Exercise task:
Copy the lines below, swapping "post cap" for "fence finial" and keeping everything else the same.
________________________________________
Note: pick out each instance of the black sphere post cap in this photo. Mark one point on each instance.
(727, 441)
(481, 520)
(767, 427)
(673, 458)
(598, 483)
________________________________________
Response to this exercise:
Note: pick out each instance of the black sphere fence finial in this photo. Mark one point on each instance.
(727, 441)
(481, 520)
(767, 427)
(673, 458)
(598, 483)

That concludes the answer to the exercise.